Generative AI is, at its core, a data product. And like any data product, it doesn’t function without reliable data. But at the scale of LLMs, manual monitoring can’t provide the comprehensive and efficient quality coverage required to make any AI reliable.
To truly be successful, data teams need a living, breathing data observability solution tailored to AI stacks that can empower them to detect, resolve, and prevent data downtime consistently within the context of a growing and dynamic environment. Data observability solutions like Monte Carlo that prioritize resolution, pipeline efficiency, and the streaming/vector infrastructures that support AI will be essential in the modern AI reliability battle in 2024.
7. Big data will get small
Thirty years ago, a personal computer was a novelty. Now, with modern Macbooks boasting the same computational power as the AWS servers Snowflake launched their MVP warehouse on in 2012, hardware is blurring the lines between commercial and enterprise solutions.
Tomasz predicts that since most workloads are small, data teams will begin to use in-process and in-memory/in-process databases to analyze and move datasets.
Particularly for teams that need to scale quickly, these solutions are fast to get started and can rise to enterprise level functionality with commercial cloud offerings.
8. Right-sizing will take priority
Today’s data leaders are faced with an impossible task. Use more data, create more impact, leverage more AI — but lower those cloud costs.
As Harvard Business Review puts it, chief data and AI officers are set up to fail. As of Q1 2023, IDC reports that cloud infrastructure spending rose to $21.5 billion. According to McKinsey, many companies are seeing cloud spend grow up to 30% each year.
Low-impact approaches like metadata monitoring and tools that allow teams to see and right-size utilization will be invaluable in 2024
9. The Iceberg will rise (Apache Iceberg)
Apache Iceberg is an open source data lakehouse table format developed by the data engineering team at Netflix to provide a faster and easier way to process large datasets at scale. It’s designed to be easily queryable with SQL even for large analytic tables with petabytes of data.
Where modern data warehouses and lakehouses will offer both compute and storage, Iceberg focuses on providing cost effective, structured storage that can be accessed by the many different engines that may be leveraged across your organization at the same time, like Apache Spark, Trino, Apache Flink, Presto, Apache Hive, and Impala.

_MATERIAL SUPPLIED_:

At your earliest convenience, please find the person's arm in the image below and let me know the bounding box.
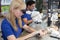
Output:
[23,18,32,24]
[23,25,36,33]
[18,30,45,40]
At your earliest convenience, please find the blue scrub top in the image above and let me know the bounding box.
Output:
[1,19,24,40]
[22,13,32,20]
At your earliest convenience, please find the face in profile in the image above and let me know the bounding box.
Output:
[28,4,35,10]
[14,9,23,18]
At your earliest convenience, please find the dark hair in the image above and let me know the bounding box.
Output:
[26,1,35,6]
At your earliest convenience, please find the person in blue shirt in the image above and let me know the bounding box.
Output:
[22,1,35,24]
[1,0,44,40]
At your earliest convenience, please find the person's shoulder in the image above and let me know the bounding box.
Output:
[2,18,9,24]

_SET OF TASKS_:
1 > Reproduce everything in the passage on data trends from "Tomasz predicts that" down to "commercial cloud offerings.".
2 > Answer these questions from the passage on data trends:
(a) In what year did Snowflake launch its MVP warehouse?
(b) According to IDC, how much had cloud infrastructure spending risen to as of Q1 2023?
(c) Which team developed Apache Iceberg?

_LIST OF ANSWERS_:
1 >
Tomasz predicts that since most workloads are small, data teams will begin to use in-process and in-memory/in-process databases to analyze and move datasets.
Particularly for teams that need to scale quickly, these solutions are fast to get started and can rise to enterprise level functionality with commercial cloud offerings.

2 >
(a) 2012
(b) $21.5 billion
(c) The data engineering team at Netflix